Soon after becoming Chief Justice, Marshall revolutionized the manner in which the Supreme Court announced its decisions. Previously, each Justice would author a separate opinion (known as a seriatim opinion). Under Marshall, however, the Supreme Court adopted the practice of handing down a single opinion of the Court. As Marshall was almost always the author of this opinion, he essentially became the Court's sole mouthpiece in important cases. His forceful personality allowed him to dominate his fellow Justices; he very rarely found himself on the losing side. (The case of Ogden v. Saunders in 1827 was the sole constitutional case in which he dissented from the majority.)[4]
The first important case of Marshall's career was Marbury v. Madison (1803), in which the Supreme Court invalidated a provision of the Judiciary Act of 1801 on the grounds that it violated the Constitution. Marbury was the first case in which the Supreme Court ruled an act of Congress unconstitutional; it firmly established the doctrine of judicial review. The decision was opposed by President Thomas Jefferson, who lamented that this doctrine made the Constitution "a mere thing of wax in the hands of the judiciary, which they may twist and shape into any form they please."[6]
In 1807, the Chief Justice presided over the trial of former Vice President Aaron Burr for treason. Prior to the trial, President Jefferson condemned Burr and strongly supported conviction. Marshall, however, narrowly construed the definition of treason provided in Article III of the Constitution; he noted that the prosecution had failed to prove that Burr had committed an "overt act," as the Constitution required. As a result, the jury acquitted the defendant, leading to increased animosity between the President and the Chief Justice.[7]
During the 1810s and 1820s, Marshall made a series of decisions involving the balance of power between the federal government and the states. He repeatedly affirmed federal supremacy; for example, he established in McCulloch v. Maryland (1819) that states could not tax federal institutions, and in Cohens v. Virginia (1821) that the federal judiciary could hear appeals from decisions of state courts. Justices Bushrod Washington and Joseph Story proved to be his strongest allies in these cases.

• [Complete the following]
1 – In the passage on Chief Justice Marshall, which case was the only constitutional case in which Marshall dissented from the majority?
2 – Extend the passage on Chief Justice Marshall with a further paragraph that picks up after its final sentence.

• [Records supplied]
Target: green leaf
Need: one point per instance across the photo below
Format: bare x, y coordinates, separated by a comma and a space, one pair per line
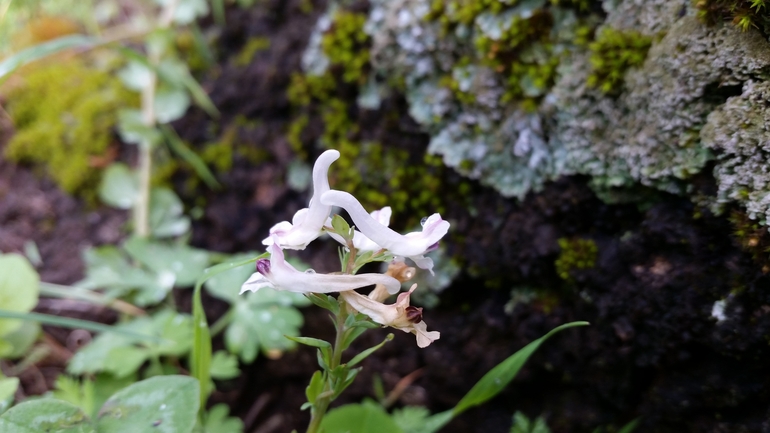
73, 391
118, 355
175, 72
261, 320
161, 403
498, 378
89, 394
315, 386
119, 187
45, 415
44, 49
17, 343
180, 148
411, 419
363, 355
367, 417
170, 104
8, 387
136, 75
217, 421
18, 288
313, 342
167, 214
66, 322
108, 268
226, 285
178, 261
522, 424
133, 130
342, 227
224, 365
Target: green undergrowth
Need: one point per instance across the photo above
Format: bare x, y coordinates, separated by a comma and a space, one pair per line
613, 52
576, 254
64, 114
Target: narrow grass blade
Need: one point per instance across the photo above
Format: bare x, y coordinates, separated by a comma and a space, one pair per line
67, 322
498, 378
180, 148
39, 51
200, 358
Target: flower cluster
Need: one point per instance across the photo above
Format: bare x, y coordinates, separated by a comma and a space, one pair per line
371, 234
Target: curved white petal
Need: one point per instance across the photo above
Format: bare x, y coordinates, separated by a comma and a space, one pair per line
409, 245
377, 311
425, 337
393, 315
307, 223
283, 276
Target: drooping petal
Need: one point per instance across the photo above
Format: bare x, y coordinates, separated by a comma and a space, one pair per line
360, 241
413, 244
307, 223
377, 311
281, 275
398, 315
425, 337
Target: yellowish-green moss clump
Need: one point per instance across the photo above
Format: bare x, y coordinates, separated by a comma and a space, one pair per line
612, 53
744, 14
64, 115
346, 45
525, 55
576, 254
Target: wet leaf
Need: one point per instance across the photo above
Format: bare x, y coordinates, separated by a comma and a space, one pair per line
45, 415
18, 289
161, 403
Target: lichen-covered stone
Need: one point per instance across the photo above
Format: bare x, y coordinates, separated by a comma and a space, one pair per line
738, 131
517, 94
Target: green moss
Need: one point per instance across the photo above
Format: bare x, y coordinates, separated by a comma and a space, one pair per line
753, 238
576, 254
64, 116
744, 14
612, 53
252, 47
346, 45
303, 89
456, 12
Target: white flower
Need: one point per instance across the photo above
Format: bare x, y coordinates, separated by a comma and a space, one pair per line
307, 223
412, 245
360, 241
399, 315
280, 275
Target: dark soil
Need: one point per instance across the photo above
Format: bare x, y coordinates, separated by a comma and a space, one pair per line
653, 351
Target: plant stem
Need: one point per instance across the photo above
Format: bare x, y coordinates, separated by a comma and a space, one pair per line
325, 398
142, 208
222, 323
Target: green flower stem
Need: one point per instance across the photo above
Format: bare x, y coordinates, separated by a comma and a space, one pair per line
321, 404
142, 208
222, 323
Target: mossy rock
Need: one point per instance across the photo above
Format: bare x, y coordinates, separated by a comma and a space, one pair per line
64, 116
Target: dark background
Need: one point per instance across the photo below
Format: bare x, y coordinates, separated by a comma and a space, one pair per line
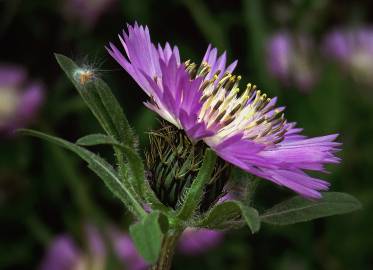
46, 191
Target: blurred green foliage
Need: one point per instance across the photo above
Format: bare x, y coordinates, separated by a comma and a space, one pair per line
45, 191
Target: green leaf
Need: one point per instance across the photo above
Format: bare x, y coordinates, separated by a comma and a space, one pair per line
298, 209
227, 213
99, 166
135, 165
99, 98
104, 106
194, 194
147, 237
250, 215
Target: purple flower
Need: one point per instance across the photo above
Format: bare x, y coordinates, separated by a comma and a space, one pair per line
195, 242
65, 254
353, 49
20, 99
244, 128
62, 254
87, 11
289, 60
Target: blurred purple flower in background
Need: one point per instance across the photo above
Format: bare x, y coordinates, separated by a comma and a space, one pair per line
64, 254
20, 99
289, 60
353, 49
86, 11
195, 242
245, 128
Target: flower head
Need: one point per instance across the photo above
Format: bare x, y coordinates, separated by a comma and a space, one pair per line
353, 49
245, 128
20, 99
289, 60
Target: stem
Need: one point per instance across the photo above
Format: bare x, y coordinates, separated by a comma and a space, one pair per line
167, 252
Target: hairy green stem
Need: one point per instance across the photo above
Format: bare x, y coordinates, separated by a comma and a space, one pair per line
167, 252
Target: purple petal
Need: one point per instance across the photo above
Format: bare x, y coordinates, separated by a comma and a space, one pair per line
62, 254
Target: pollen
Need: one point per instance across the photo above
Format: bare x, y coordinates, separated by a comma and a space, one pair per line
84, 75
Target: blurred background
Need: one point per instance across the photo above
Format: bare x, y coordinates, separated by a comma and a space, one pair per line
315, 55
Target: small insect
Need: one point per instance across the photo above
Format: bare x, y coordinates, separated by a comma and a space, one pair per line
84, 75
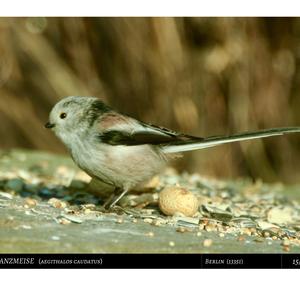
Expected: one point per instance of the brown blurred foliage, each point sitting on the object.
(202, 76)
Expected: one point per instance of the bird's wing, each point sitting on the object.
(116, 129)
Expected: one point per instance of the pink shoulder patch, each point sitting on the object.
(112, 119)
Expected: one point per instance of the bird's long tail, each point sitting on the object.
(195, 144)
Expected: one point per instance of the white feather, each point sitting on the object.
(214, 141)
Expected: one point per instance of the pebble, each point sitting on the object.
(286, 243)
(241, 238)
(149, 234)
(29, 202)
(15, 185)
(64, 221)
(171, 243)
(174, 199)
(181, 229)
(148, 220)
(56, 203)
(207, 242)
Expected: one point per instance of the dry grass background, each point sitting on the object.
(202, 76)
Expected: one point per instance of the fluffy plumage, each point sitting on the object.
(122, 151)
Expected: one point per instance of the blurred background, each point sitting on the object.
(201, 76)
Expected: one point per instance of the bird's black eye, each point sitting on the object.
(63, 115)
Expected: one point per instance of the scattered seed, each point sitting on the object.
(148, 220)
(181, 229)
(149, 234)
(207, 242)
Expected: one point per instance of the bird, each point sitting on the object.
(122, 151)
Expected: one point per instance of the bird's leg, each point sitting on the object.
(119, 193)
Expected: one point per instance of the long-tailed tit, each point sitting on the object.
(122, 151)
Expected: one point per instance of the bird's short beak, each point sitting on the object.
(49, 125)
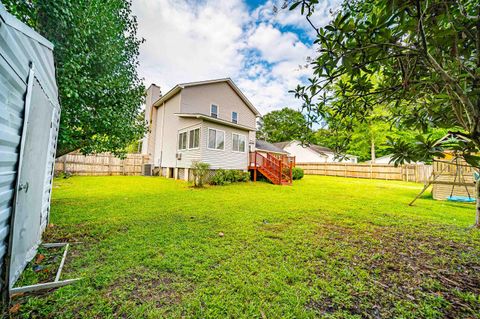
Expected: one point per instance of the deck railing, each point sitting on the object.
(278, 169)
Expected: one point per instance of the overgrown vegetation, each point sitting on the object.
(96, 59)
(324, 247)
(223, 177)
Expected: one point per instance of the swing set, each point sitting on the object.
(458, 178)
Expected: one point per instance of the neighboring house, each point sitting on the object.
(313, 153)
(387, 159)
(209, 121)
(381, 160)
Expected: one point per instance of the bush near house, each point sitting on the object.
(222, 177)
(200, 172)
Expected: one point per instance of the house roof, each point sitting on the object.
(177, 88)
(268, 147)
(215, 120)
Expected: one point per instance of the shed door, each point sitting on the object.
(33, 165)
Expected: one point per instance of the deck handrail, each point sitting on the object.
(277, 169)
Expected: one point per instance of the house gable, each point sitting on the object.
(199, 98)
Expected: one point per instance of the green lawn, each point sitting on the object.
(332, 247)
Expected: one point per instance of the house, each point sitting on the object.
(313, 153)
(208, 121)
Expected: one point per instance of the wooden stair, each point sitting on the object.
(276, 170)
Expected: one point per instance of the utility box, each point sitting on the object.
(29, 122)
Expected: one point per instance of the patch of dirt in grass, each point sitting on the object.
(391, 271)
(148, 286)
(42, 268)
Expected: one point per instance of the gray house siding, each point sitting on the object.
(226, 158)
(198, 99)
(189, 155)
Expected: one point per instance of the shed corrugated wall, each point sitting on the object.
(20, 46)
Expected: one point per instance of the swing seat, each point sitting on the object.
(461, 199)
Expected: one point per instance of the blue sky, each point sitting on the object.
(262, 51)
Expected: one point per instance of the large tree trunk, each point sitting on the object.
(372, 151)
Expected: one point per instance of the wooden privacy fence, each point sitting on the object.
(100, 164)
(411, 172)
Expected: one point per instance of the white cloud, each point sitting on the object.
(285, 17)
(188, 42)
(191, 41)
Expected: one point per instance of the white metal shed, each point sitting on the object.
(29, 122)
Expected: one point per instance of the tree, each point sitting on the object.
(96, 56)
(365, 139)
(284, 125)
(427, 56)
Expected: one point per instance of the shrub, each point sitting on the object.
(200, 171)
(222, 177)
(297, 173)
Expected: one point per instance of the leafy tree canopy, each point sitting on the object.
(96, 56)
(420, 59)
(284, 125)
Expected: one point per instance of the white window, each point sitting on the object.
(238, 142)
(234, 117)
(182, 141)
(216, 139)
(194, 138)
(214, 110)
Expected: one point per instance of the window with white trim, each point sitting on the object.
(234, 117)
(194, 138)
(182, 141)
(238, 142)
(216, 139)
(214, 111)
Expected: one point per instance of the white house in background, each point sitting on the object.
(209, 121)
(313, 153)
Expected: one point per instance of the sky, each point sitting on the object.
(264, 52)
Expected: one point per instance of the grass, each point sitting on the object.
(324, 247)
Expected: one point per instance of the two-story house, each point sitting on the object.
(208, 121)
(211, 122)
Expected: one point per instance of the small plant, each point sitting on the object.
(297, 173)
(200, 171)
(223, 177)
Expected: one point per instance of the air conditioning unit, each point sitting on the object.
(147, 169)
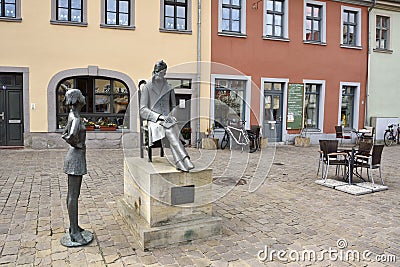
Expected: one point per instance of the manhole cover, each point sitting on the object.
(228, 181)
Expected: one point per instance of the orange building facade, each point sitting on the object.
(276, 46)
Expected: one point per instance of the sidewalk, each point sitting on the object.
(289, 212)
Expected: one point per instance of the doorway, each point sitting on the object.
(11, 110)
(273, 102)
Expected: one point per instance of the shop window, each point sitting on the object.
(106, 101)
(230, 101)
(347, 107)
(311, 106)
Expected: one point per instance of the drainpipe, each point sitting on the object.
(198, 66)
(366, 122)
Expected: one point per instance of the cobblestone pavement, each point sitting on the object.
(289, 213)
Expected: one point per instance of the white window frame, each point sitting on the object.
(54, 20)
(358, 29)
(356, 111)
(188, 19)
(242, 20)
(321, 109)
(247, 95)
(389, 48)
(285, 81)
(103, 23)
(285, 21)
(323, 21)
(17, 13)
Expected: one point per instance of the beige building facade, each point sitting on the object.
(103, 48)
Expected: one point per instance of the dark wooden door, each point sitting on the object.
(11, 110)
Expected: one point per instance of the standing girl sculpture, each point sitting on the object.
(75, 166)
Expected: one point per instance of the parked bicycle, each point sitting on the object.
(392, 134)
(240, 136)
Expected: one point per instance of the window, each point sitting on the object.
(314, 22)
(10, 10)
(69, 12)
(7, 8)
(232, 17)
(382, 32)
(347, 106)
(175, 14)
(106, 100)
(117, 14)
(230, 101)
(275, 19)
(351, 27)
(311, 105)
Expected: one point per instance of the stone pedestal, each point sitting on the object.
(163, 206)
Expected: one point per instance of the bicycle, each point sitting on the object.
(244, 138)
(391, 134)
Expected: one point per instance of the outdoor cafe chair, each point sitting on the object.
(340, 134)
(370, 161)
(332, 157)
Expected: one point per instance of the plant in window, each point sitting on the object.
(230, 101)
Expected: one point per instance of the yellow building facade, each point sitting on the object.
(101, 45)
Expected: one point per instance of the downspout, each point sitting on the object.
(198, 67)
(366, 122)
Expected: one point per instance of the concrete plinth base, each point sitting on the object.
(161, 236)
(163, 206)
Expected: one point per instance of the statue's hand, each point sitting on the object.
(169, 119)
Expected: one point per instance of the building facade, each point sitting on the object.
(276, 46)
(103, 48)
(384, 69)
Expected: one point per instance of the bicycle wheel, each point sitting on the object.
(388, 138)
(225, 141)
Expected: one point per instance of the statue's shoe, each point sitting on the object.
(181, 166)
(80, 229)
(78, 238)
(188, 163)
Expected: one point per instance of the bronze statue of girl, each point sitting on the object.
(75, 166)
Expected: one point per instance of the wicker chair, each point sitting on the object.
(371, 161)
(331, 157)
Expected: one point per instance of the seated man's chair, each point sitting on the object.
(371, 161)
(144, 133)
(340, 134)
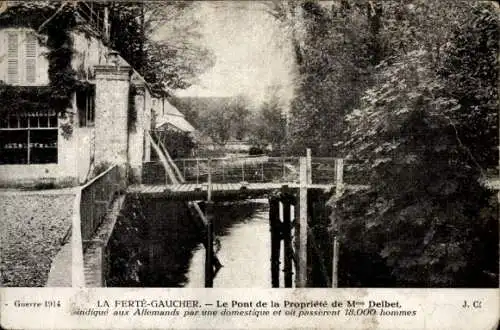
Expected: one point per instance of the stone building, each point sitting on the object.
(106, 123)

• [Task responses]
1 – Ogden v. Saunders, in 1827.

2 –
In the United States Supreme Court, Marshall made his greatest contributions to the development of American government. Then, as the young nation was endangered by regional and local interests which often threatened to fracture its hard-fought unity, Marshall again and again interpreted the Constitution broadly so that the Federal Government had the power to become a respected and creative force guiding and encouraging the nation's growth. For practical purposes, the Constitution in its most important aspects today is the Constitution as John Marshall interpreted it. As Chief Justice, he embodied the majesty of the judiciary of the government as fully as the President of the United States stood for the power of the Executive Branch.
Marshall wrote several important Supreme Court opinions, including:
- Marbury v. Madison, 5 U.S. (1 Cranch) 137 (1803)
- Fletcher v. Peck, 10 U.S. 87 (1810)
- McCulloch v. Maryland, 17 U.S. 316 (1819)
- Dartmouth College v. Woodward, 17 U.S. 518 (1819)
- Cohens v. Virginia, 19 U.S. 264 (1821)
- Gibbons v. Ogden, 22 U.S. 1 (1824)
- Worcester v. Georgia, 31 U.S. 515 (1832)
Marshall served as Chief Justice through all or part of six Presidential administrations (John Adams, Thomas Jefferson, James Madison, James Monroe, John Quincy Adams and Andrew Jackson), and remained a stalwart proponent of Federalism and nemesis of the Jeffersonian school of government throughout its heyday.
Later life and legacy
He never had to remain in Washington for more than three months. During the rest of the year, with the exception of a visit to Raleigh, North Carolina, which his duties as circuit judge required him to make, and a visit to his old home in Fauquier County, he lived in Richmond on Shockhoe Hill. Furthermore, Marshall's career, following his appointment to the Court and excepting his monumental contribution to that body, was relatively uneventful.
In 1805, he published a five-volume biography of George Washington, the Life of Washington, based on records and papers provided him by the President's family, of which the first volume was in 1824 reissued separately as A History of the American Colonies. The work reflected Marshall's Federalist principles, and consequently was not well received by President Jefferson.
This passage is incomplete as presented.